> What the exercise asks
Below are the entries; output exactly the lines from the one containing "point: landing gear door, one" through the final line, inclusive.

Raw records:
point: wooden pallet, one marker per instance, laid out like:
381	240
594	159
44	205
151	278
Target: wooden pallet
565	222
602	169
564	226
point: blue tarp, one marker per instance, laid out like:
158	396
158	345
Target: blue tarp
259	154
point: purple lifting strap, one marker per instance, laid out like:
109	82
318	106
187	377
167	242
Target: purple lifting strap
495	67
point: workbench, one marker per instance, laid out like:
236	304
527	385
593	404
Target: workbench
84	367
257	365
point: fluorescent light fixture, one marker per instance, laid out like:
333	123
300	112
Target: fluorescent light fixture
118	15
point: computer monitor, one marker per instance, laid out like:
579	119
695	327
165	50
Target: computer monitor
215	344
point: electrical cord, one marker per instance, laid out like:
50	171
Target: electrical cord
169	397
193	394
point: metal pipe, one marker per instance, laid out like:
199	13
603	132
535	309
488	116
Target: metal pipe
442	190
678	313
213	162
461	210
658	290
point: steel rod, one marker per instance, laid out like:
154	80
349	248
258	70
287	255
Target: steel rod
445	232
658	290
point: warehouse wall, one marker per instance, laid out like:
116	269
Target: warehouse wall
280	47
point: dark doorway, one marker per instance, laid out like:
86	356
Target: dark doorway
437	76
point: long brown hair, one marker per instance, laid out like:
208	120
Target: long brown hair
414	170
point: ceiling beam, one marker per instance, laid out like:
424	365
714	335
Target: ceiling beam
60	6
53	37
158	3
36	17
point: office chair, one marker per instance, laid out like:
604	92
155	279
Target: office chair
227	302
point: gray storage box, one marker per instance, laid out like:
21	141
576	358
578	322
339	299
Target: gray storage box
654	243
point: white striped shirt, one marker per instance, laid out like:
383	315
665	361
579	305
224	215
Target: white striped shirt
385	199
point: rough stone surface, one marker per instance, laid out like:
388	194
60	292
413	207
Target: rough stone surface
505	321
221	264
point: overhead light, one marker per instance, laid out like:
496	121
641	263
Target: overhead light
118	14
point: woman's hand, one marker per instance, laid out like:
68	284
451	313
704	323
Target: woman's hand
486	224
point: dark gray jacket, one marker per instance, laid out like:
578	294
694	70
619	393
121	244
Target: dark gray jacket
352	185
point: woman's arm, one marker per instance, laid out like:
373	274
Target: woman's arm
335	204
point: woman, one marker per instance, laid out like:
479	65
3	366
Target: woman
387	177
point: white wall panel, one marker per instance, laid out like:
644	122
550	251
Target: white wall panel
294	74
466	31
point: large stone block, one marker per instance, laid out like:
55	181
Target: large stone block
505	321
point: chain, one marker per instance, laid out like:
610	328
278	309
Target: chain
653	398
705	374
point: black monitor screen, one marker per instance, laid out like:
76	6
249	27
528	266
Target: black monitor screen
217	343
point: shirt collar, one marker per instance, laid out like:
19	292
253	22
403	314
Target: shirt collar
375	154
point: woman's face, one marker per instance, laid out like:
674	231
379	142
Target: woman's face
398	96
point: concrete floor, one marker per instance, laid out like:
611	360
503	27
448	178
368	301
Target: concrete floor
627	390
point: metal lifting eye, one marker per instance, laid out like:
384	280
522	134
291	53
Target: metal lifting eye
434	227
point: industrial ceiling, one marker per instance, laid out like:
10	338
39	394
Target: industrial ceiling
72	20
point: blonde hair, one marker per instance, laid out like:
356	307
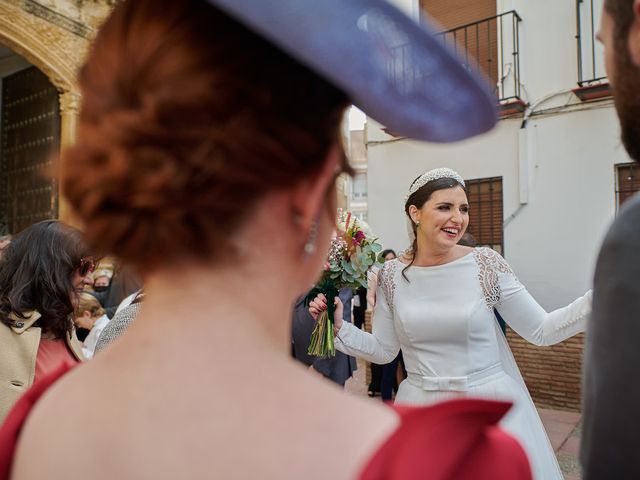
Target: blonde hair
89	303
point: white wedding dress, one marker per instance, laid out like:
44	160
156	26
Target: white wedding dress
443	320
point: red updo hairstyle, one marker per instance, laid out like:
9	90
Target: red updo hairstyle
188	119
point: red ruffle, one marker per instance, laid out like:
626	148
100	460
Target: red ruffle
14	422
458	439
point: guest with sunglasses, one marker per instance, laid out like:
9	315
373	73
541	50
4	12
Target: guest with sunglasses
42	273
207	158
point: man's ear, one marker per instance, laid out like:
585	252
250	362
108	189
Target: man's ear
633	41
310	194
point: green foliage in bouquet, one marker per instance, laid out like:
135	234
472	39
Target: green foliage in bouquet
353	252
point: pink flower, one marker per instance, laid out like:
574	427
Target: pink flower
359	237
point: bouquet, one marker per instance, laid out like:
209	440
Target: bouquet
352	253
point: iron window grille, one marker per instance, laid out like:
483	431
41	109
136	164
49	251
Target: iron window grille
485	212
590	53
627	182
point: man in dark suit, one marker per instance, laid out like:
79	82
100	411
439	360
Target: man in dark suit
339	368
611	434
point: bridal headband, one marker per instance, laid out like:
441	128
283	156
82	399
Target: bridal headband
431	175
392	68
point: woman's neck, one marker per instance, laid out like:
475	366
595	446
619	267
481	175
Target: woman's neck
428	256
220	306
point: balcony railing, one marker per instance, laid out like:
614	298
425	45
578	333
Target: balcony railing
491	46
590	53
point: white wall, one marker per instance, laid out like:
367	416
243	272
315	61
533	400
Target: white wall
552	241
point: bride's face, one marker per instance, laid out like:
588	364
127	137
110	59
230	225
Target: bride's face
443	218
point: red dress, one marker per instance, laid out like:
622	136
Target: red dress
455	440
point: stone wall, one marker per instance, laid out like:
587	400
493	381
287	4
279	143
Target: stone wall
552	374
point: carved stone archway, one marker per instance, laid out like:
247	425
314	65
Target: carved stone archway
56	44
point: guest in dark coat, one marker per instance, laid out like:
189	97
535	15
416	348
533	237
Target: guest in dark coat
339	368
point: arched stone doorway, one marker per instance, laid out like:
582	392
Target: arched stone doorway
52	37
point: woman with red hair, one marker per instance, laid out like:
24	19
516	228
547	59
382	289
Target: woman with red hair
208	149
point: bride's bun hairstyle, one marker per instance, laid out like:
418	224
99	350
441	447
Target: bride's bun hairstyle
419	193
188	118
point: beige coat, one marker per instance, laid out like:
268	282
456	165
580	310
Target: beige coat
18	350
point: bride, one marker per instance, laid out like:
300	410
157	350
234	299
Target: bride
436	303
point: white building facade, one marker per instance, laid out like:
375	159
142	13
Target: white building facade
546	179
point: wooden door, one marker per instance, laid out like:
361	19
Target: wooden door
30	139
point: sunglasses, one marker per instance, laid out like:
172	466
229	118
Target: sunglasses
87	265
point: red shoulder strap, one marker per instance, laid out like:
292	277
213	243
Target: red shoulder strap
459	439
10	430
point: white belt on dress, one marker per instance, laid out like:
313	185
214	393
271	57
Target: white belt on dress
454	384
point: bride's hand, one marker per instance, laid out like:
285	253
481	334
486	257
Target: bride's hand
319	305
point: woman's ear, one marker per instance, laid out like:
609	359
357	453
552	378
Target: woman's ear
310	194
414	213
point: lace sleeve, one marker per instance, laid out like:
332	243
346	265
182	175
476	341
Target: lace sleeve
490	265
503	291
388	282
381	345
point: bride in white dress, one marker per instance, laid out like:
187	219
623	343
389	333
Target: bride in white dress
436	303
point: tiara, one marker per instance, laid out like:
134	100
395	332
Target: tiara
432	175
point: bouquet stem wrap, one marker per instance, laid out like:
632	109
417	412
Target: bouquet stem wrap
352	253
322	344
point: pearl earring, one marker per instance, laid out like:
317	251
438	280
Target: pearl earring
310	244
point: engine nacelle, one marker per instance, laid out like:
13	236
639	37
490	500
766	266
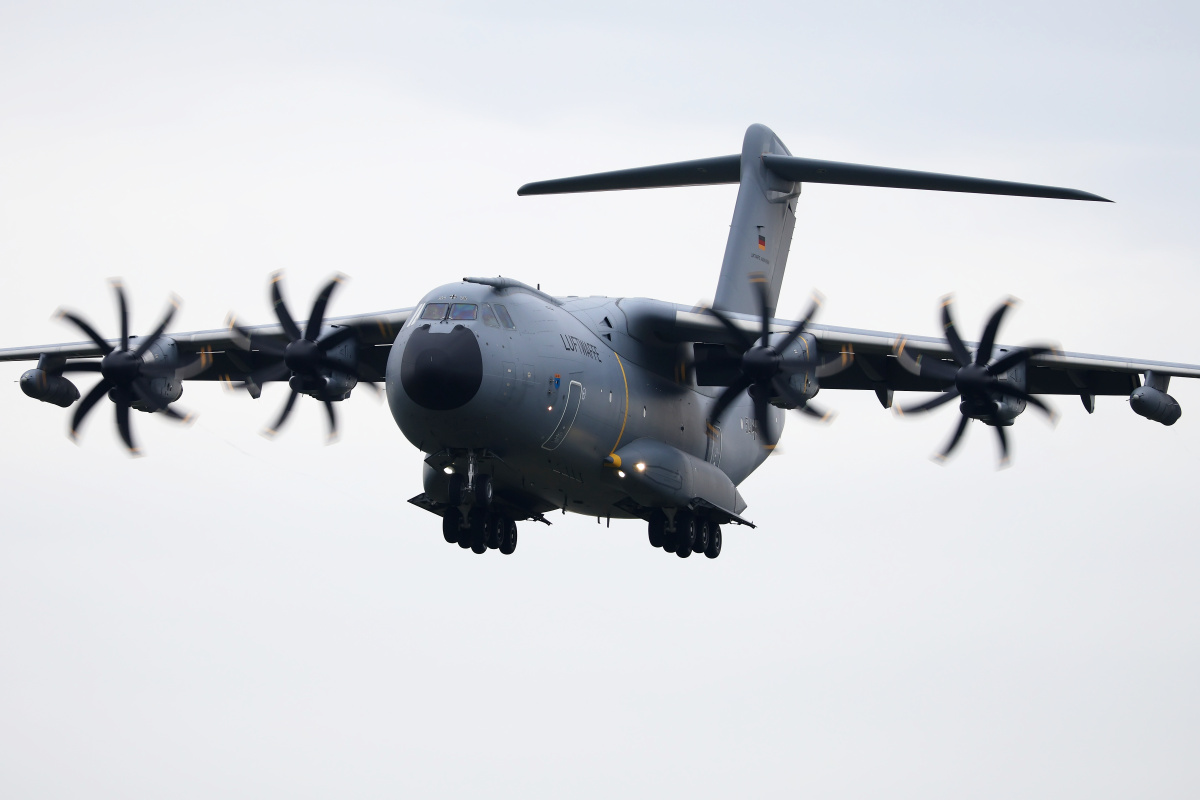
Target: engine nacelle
167	389
1155	404
49	388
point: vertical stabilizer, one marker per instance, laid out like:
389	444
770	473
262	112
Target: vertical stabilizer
765	215
761	233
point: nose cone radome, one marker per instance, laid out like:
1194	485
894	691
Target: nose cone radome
442	371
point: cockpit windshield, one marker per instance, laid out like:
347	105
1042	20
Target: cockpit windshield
435	311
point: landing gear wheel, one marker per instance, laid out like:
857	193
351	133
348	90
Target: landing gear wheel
484	492
496	529
510	537
478	537
454	489
669	541
714	542
658	527
451	521
685	533
703	529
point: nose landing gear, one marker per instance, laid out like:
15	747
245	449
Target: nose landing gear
690	534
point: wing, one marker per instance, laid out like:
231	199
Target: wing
228	354
876	365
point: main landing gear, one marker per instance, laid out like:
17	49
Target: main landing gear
691	533
483	528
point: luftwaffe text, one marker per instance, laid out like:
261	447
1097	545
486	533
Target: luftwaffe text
580	346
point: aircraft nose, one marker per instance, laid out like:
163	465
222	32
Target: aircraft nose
442	371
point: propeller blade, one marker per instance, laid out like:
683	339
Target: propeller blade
738	334
123	312
318	310
989	332
1003	444
281	308
952	335
123	421
87	404
928	405
1018	356
954	440
333	420
726	398
89	331
287	409
1020	394
159	331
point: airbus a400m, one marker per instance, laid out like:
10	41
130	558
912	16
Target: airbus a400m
616	408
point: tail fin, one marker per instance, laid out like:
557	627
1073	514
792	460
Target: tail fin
765	214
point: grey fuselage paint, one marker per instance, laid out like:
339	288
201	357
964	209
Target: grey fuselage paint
627	389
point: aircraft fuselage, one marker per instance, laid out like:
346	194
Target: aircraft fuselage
541	391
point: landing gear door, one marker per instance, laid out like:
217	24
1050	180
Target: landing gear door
570	409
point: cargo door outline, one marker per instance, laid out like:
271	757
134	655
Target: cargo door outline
574	396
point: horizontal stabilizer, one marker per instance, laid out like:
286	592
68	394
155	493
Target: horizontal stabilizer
811	170
721	169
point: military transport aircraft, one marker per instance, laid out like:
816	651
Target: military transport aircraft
619	408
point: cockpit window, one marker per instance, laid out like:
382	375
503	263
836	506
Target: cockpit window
463	311
489	316
436	311
505	318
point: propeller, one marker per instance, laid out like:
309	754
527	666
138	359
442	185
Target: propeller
125	377
306	359
975	378
765	370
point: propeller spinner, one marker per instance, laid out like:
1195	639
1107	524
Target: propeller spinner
976	378
125	376
765	368
307	359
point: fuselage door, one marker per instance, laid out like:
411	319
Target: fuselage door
713	453
570	409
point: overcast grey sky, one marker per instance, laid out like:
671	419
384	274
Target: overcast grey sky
235	617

> Exercise answer
point: landing gear door, one marker per instance, laid out like:
217	24
1050	180
Target: landing gear door
570	409
point: cargo door outline, one marker per instance, laid out like:
271	757
134	655
Target: cargo door outline
574	396
point: horizontal stabilizer, one marker per instance, laid out like:
286	592
68	394
155	493
Target: horizontal stabilizer
811	170
721	169
point: military transport aircraft, one marker per instance, laid out like:
816	651
Target: military transport aircraft
619	408
point: cockpit window, one marker per instance, laid out like:
382	375
503	263
836	506
Target: cockpit window
463	311
489	316
436	311
505	318
point: propeller, one marker per instance, laid out like:
309	754
527	666
138	359
442	185
Target: propeller
125	377
306	359
975	378
765	370
point: propeller spinner, one marker per instance, laid out like:
1195	639
1107	524
Target: propeller spinner
976	378
125	376
765	368
307	359
point: fuselage door, one marker per instance, laid out like:
411	319
Target: fuselage door
713	453
570	409
point: overcast grey sky, one marker per instance, laid out like:
671	419
384	274
Target: overcast grey sky
235	617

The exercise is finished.